▶ _Dataset extract_
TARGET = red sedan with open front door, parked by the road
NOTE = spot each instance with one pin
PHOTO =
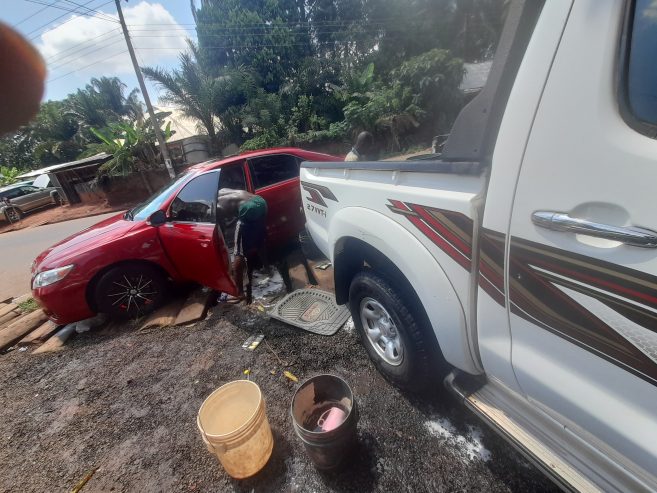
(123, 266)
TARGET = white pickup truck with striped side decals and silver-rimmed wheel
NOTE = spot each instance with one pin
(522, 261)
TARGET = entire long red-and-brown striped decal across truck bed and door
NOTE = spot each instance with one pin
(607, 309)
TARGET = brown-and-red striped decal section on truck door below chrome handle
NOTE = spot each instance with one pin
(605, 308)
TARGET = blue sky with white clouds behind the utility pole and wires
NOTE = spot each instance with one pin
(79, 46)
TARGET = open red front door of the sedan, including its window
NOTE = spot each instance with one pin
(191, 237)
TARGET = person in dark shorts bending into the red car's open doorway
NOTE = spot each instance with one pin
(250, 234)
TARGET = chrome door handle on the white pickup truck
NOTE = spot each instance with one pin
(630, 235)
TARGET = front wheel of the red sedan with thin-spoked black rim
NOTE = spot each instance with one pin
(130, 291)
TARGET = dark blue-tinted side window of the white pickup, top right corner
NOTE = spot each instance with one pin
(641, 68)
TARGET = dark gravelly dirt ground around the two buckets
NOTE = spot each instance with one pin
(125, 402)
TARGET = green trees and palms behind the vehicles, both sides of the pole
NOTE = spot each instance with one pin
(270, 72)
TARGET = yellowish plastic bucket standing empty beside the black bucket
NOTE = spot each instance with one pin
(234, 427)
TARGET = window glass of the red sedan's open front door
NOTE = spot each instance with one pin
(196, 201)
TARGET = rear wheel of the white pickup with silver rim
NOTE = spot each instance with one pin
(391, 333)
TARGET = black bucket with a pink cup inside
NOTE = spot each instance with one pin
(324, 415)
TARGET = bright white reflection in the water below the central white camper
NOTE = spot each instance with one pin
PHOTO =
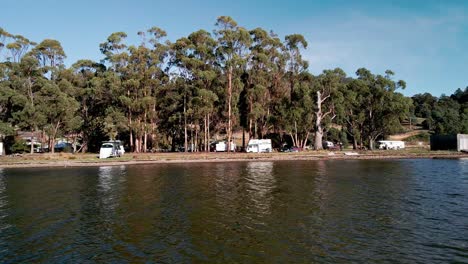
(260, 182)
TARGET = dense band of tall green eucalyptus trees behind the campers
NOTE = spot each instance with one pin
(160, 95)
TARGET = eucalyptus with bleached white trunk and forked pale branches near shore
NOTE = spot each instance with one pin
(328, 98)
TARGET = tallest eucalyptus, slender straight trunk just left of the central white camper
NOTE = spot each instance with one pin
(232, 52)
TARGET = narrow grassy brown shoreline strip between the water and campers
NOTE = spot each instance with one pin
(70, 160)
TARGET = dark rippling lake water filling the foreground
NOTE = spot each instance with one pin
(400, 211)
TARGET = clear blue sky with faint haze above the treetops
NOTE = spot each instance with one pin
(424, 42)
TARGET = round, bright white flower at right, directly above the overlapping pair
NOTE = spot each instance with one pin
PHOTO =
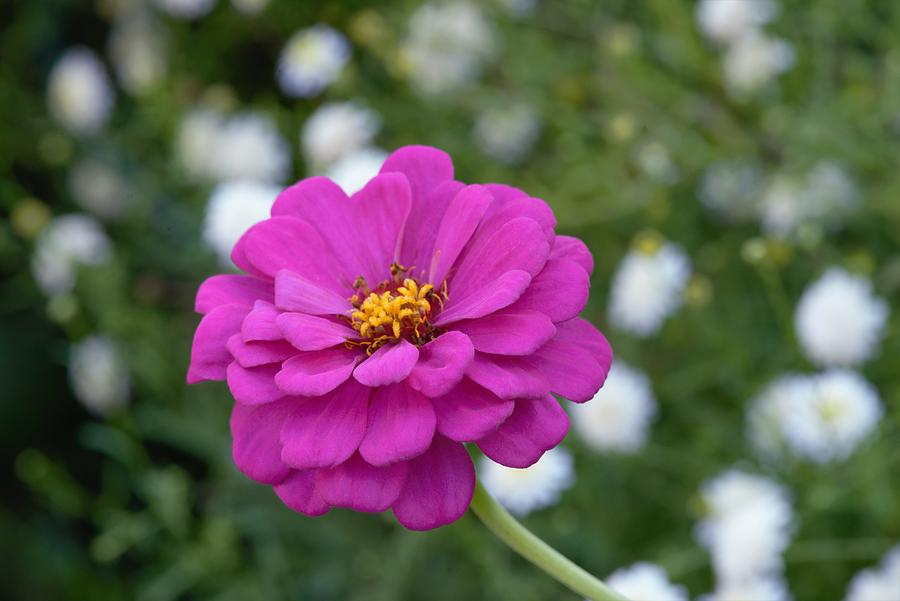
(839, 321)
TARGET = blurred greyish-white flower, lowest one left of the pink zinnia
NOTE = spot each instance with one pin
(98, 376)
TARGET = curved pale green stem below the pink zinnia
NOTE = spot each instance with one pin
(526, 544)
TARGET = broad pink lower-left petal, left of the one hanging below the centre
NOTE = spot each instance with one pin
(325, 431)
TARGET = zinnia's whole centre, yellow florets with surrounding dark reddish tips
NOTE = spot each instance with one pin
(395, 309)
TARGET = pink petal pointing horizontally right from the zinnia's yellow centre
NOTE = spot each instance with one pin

▶ _Required work_
Checking the data above line by line, please work out how many lines include "zinnia", and reply with the number only.

▶ _Expected answer_
4